*Problem:* Reproduce the passage on the film Athirathram word for word, from "Athirathram is a" to "Balram vs. Tharadas.".

━━ Source passage ━━

- Cover
- Directed by: I. V. Sasi
- Written by: John Paul Puthusery
- Produced by: Raju Mathew
- Starring: Mammootty; Mohanlal; Seema;
- Cinematography: Jayanan Vincent
- Edited by: K. Narayanan
- Music by: M. S. Viswanathan
- Release date: 24 March 1984 (India);
- Running time: 127 minutes
- Country: India
- Language: Malayalam

= Athirathram (film) =

Athirathram is a 1984 Indian Malayalam-language action thriller film directed by I. V. Sasi, written by John Paul and starring Mammootty, Mohanlal, and Seema. Mammootty's character Tharadas re-appears in Sasi's 2006 film Balram vs. Tharadas.

━━━
━━ Information provided ━━

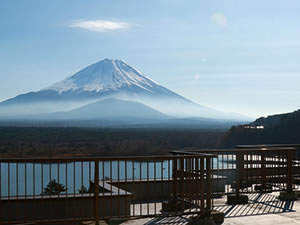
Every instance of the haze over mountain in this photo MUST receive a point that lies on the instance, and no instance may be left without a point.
(274, 129)
(108, 79)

━━━

*Task solution:*
Athirathram is a 1984 Indian Malayalam-language action thriller film directed by I. V. Sasi, written by John Paul and starring Mammootty, Mohanlal, and Seema. Mammootty's character Tharadas re-appears in Sasi's 2006 film Balram vs. Tharadas.